**WHAT YOU NEED TO DO**
Output each of the lines below verbatim, with no changes.

**Source records**
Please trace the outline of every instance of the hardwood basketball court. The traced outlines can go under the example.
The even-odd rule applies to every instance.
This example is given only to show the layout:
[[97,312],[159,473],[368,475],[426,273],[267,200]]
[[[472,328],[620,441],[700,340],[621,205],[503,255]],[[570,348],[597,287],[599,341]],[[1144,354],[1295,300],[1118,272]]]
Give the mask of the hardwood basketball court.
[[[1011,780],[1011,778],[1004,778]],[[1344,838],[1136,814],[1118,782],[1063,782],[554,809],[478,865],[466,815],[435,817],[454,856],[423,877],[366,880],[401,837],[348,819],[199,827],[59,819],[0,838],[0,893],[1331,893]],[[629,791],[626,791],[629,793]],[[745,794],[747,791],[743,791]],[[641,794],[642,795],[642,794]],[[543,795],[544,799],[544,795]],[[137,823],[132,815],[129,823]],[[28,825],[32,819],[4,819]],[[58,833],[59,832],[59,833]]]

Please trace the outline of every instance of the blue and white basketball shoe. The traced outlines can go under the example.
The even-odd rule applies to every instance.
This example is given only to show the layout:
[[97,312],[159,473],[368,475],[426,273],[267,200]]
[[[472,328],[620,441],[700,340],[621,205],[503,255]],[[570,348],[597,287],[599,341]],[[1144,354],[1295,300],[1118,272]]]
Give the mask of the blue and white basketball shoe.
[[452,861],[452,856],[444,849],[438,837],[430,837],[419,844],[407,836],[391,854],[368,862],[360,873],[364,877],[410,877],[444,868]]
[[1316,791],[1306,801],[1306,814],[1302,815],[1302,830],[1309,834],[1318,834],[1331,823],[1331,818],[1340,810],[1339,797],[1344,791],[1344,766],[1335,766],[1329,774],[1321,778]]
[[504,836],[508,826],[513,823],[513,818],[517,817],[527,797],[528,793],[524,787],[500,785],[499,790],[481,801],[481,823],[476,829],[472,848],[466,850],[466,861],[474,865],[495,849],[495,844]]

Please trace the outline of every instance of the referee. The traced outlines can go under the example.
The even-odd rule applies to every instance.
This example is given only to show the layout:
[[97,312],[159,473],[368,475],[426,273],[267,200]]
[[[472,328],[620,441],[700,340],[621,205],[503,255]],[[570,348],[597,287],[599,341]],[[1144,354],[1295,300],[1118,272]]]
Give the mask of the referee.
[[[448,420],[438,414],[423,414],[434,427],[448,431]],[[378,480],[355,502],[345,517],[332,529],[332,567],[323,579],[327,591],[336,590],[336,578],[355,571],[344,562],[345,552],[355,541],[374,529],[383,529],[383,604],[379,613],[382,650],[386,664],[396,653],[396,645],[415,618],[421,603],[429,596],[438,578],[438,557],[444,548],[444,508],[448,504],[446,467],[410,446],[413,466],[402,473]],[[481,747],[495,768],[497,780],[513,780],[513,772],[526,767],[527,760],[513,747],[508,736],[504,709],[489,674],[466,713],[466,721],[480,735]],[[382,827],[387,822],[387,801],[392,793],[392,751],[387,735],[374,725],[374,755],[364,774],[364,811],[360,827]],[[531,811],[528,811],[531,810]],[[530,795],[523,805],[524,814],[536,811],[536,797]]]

**WRITTEN REPLY**
Please trace the outline of every instance of the hardwood basketball court. The traced outlines can go under the example.
The even-odd rule applies to every instance.
This example is given only to show the layout:
[[97,312],[159,473],[368,475],[426,273],[267,200]]
[[[472,328],[620,441],[700,340],[621,205],[503,255]],[[570,348],[597,287],[599,341]],[[1144,354],[1295,300],[1118,272]]]
Give the mask of the hardwood basketball court.
[[[1011,780],[1011,778],[1004,778]],[[1344,838],[1136,814],[1118,782],[1063,782],[554,809],[478,865],[466,815],[435,817],[454,856],[423,877],[366,880],[401,837],[348,819],[199,827],[59,819],[0,838],[0,893],[1331,893]],[[629,791],[626,791],[629,793]],[[745,794],[747,791],[743,791]],[[641,794],[642,795],[642,794]],[[543,795],[544,799],[544,795]],[[137,823],[132,815],[129,823]],[[28,825],[32,819],[4,819]],[[58,833],[59,832],[59,833]]]

Please trace the outline of every instance of the blue and white basketball shoe. The traced outlines can go under the example.
The even-odd rule applies to every instance.
This example is given only to show the layout:
[[97,312],[159,473],[368,475],[426,273],[267,200]]
[[[472,328],[620,441],[700,340],[621,205],[503,255]],[[570,348],[597,287],[599,341]],[[1144,354],[1295,300],[1118,272]]]
Give the mask of the blue and white basketball shoe.
[[452,861],[452,856],[444,849],[438,837],[430,837],[419,844],[407,836],[391,854],[368,862],[360,873],[364,877],[410,877],[444,868]]
[[1316,791],[1306,801],[1306,814],[1302,815],[1302,830],[1309,834],[1318,834],[1331,823],[1331,818],[1340,810],[1339,797],[1344,791],[1344,766],[1335,766],[1329,774],[1321,778]]
[[504,836],[508,826],[513,823],[513,818],[517,817],[527,797],[528,793],[524,787],[500,785],[499,790],[481,801],[481,823],[476,829],[472,848],[466,850],[466,861],[474,865],[495,849],[495,844]]

Please trace the outline of every instance of the referee. The traced outlines can go under the example.
The even-odd rule applies to every instance.
This example is given only to show the layout:
[[97,312],[159,473],[368,475],[426,273],[267,200]]
[[[472,328],[620,441],[700,340],[621,205],[503,255]],[[570,348],[597,287],[599,341]],[[1144,354],[1295,300],[1118,272]]]
Give the mask of the referee.
[[[448,420],[438,414],[423,414],[434,427],[448,431]],[[378,480],[355,502],[345,517],[332,529],[332,567],[323,579],[327,591],[336,590],[336,578],[355,571],[344,562],[345,552],[355,541],[374,529],[383,529],[383,604],[379,613],[382,650],[386,664],[396,653],[396,645],[415,618],[421,603],[429,596],[438,578],[438,557],[444,548],[444,508],[448,504],[446,467],[410,446],[413,466],[402,473]],[[481,747],[495,768],[497,780],[513,780],[513,772],[526,767],[527,760],[513,747],[508,736],[504,709],[489,674],[466,713],[466,721],[480,735]],[[382,827],[387,822],[387,801],[392,793],[392,751],[387,735],[374,725],[374,755],[364,774],[364,811],[360,827]],[[531,811],[528,811],[531,810]],[[530,795],[523,805],[524,814],[536,811],[536,797]]]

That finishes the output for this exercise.